=== GIVEN TEXT ===

The Oregon Court of Appeals rejected an appeal by county commissioners in a prime marijuana-growing part of the state to put back in place their restrictions on commercial pot production.
The appeals court’s dismissal without comment Wednesday of the Josephine County commissioners’ case marks the latest step in the struggle between the county’s political leaders to tamp down the proliferating marijuana business, and growers trying to protect their businesses and investments.
In December, the county commission passed an ordinance banning commercial pot farming on smaller rural residential lots and reducing larger grow sites.
Ross Day, attorney for the marijuana farmers, said the county’s appeal to the court was frivolous.
“Hopefully the county gets the message that it acted illegally when it adopted the ordinance,” Day said after the Oregon Court of Appeals made its ruling.
The commissioners were appealing a ruling by the state Land Use Board of Appeals, or LUBA, that put their restrictions on marijuana production on hold. LUBA said the county had failed to properly notify land owners.
Wally Hicks, attorney for the county, said the ruling is both a setback for the county’s effort to protect property owners.
“Some participants in the marijuana industry have been abundantly clear that they will challenge any meaningful regulation the county introduces. Thus, regardless of which way the Court of Appeals ruled, the matter has always been destined for a return trip to LUBA,” Hicks said in an email.
Members of the commission in the southern Oregon county have called pot farms a nuisance. Voters in the state legalized marijuana with a 2014 ballot measure, prompting a “green rush” as pot entrepreneurs set up shop in the fertile, rainy mountainous area.

Extracted records
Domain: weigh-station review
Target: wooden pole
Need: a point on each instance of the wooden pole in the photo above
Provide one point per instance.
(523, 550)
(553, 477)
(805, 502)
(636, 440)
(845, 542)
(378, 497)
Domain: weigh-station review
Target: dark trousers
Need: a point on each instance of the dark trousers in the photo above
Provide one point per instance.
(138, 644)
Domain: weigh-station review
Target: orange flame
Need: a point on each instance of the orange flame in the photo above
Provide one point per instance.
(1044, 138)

=== TASK REQUIREMENTS ===
A) Answer these from the article on the Josephine County marijuana appeal:
(i) In what month did the county commission pass its ordinance on commercial pot farming?
(ii) What reason did LUBA give for putting the county's restrictions on hold?
(iii) In what year did Oregon voters legalize marijuana by ballot measure?
B) Pick up the news article on the Josephine County marijuana appeal after its last sentence and continue it.

=== WRITTEN ANSWERS ===
A)
(i) December
(ii) The county had failed to properly notify land owners.
(iii) 2014

B)
Pete Gendron, a marijuana grower in Josephine County and president of the Oregon SunGrowers’ Guild advocacy group, has pointed out that growers have invested large sums to start operations and said they were shocked when the county tried to restrict them.
One grower had a letter from the county dating back a year or more stating that cannabis cultivation was farm use and was allowed, and he invested a half-million dollars because of those assurances, Gendron said.
In a sign of how bitter the dispute has become, the county commission filed a lawsuit in federal court, contending that the state cannot dictate marijuana regulations over county restrictions because weed remains illegal under the federal Controlled Substances Act.
The pending lawsuit calls on the federal court in Medford to declare that two ballot measures in 1998 and 2014 that legalized medical and recreational marijuana, respectively, are pre-empted by federal law.
Oregon Senior Assistant Attorney General Carla Scott has argued the lawsuit should be dismissed.
“A political subdivision of a state such as Josephine County lacks standing to challenge a state law in federal court on supremacy grounds,” Scott recently wrote in a filing in the case, the Daily Courier newspaper of Grants Pass reported.